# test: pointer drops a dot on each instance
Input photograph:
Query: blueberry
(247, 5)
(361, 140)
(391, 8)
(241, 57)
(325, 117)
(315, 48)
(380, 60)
======
- _Requirement_
So that nothing is lost, please reproduce each entry exactly as written.

- _Written reply_
# test: pointer drops a dot on each instance
Input photograph:
Query: blueberry
(247, 5)
(361, 140)
(391, 8)
(241, 57)
(325, 117)
(315, 48)
(380, 60)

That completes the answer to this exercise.